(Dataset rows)
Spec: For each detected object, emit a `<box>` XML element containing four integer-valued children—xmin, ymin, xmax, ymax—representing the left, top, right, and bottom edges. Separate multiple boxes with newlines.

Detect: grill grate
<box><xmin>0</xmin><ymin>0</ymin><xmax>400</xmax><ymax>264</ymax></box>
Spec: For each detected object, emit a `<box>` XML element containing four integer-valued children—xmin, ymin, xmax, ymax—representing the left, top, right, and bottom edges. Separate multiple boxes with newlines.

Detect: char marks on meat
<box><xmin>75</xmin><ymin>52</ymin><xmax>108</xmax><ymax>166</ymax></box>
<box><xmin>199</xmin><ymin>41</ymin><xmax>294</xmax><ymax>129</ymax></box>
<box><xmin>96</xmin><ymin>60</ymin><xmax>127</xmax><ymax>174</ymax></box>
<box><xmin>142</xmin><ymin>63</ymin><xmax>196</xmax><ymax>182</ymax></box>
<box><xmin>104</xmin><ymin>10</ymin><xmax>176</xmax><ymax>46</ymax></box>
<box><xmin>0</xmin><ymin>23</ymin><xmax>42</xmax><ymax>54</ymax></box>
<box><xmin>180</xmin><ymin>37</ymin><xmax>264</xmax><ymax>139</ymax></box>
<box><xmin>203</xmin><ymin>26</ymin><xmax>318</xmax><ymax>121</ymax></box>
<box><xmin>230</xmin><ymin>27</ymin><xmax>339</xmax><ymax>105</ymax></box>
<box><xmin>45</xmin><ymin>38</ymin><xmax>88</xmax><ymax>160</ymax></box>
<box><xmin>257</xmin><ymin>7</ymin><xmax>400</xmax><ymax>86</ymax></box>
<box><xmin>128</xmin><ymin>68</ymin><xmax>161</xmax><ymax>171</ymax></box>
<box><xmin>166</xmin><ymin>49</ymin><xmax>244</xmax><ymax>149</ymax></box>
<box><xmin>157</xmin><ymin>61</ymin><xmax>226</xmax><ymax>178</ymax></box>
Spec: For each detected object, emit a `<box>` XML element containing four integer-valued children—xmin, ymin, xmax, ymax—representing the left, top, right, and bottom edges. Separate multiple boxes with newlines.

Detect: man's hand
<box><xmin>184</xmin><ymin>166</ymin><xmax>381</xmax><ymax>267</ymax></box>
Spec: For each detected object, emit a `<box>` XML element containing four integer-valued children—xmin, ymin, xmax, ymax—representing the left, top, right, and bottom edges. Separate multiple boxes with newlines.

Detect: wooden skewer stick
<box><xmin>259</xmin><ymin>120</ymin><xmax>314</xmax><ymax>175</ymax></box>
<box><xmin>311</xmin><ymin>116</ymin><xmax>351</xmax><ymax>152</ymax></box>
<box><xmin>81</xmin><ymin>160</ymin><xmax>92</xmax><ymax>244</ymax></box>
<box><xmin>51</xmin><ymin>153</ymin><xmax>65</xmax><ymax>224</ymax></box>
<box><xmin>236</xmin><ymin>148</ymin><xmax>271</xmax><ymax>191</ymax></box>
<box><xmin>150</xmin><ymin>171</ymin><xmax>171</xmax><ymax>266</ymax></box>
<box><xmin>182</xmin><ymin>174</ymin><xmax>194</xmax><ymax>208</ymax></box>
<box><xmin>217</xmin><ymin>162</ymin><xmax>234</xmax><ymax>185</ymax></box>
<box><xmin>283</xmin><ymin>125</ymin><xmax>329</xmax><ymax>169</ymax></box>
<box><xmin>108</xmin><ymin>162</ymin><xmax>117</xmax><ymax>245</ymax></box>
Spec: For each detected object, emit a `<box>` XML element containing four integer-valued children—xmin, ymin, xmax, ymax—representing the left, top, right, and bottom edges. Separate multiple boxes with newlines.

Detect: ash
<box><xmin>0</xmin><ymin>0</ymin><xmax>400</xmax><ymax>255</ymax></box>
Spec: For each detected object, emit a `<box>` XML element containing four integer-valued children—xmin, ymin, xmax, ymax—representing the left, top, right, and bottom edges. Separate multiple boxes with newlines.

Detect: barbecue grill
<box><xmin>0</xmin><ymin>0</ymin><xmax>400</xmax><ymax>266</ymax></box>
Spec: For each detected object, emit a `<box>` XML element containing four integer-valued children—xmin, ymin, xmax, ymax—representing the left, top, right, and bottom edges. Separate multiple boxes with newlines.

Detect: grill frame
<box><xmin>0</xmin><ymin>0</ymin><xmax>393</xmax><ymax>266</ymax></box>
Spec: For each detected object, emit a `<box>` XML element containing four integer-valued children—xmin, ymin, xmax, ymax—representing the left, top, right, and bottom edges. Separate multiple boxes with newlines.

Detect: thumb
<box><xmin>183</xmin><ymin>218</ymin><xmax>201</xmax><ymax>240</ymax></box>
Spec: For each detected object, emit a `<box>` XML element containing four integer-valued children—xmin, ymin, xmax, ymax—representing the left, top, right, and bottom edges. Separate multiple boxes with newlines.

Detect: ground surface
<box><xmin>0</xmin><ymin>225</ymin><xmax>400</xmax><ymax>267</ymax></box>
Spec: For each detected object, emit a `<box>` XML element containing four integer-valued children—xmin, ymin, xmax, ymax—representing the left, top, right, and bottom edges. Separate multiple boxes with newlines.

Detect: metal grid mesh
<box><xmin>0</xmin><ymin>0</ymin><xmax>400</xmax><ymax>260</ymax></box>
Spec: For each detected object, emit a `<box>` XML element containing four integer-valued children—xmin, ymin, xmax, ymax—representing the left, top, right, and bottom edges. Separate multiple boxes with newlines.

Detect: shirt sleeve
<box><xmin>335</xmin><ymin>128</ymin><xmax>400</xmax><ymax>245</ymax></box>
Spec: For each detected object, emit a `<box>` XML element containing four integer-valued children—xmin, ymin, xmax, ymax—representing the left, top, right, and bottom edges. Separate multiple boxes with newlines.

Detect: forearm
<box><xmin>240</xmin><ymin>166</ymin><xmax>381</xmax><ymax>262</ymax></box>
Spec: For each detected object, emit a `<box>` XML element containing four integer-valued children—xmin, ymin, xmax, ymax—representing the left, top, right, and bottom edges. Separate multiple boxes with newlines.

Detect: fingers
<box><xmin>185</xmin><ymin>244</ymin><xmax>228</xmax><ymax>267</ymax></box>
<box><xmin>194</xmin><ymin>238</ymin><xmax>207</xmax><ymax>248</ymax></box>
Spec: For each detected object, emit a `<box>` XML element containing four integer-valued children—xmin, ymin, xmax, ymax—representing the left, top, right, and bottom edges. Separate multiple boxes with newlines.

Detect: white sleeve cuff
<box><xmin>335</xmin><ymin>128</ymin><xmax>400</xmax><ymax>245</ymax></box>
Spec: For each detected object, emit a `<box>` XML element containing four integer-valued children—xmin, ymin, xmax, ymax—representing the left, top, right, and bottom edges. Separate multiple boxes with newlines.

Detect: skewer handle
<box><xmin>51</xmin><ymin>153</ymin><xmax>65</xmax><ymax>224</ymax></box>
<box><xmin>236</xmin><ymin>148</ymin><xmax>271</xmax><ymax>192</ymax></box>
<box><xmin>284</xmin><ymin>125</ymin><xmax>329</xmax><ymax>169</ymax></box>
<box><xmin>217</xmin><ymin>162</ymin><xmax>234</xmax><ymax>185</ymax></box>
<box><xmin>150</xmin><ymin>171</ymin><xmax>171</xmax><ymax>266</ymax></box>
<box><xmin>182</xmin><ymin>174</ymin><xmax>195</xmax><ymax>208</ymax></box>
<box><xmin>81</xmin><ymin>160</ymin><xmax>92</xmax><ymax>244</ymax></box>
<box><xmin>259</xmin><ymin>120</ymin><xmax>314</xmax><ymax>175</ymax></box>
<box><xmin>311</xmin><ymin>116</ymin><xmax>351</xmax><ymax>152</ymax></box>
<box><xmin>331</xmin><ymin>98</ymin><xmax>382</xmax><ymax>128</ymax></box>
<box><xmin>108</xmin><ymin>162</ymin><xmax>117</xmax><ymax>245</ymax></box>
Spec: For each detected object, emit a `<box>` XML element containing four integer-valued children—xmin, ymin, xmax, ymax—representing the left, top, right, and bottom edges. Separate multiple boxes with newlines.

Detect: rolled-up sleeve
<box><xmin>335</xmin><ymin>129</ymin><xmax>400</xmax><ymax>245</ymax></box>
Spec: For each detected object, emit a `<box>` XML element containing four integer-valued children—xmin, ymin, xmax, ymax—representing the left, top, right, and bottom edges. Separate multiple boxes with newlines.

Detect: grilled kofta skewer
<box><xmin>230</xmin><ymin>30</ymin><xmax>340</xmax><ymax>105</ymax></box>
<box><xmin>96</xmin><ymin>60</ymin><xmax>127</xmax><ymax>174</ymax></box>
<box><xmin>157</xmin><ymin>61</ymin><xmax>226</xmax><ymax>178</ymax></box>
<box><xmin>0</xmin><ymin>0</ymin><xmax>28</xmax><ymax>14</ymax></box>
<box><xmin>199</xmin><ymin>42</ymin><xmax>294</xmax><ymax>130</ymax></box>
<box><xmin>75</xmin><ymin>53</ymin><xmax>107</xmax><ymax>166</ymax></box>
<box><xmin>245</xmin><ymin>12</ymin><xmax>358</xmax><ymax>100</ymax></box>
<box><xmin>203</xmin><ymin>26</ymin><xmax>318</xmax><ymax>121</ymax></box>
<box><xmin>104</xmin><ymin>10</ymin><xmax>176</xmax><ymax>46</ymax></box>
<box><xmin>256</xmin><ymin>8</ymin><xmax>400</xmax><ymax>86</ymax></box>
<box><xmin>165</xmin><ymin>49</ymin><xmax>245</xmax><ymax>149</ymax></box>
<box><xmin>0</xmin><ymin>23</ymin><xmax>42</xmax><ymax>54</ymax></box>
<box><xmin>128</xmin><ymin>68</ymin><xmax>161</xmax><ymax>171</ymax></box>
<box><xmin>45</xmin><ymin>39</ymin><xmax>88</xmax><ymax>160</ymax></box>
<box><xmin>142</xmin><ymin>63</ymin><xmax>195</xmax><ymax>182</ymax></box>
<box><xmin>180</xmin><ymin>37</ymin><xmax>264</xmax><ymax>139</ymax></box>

▶ _WRITTEN INSTRUCTION_: Count the lines in the listing above that contain the string "sleeve", treating uppercase and lowercase as different, and give only the number.

▶ _FULL RESPONSE_: 3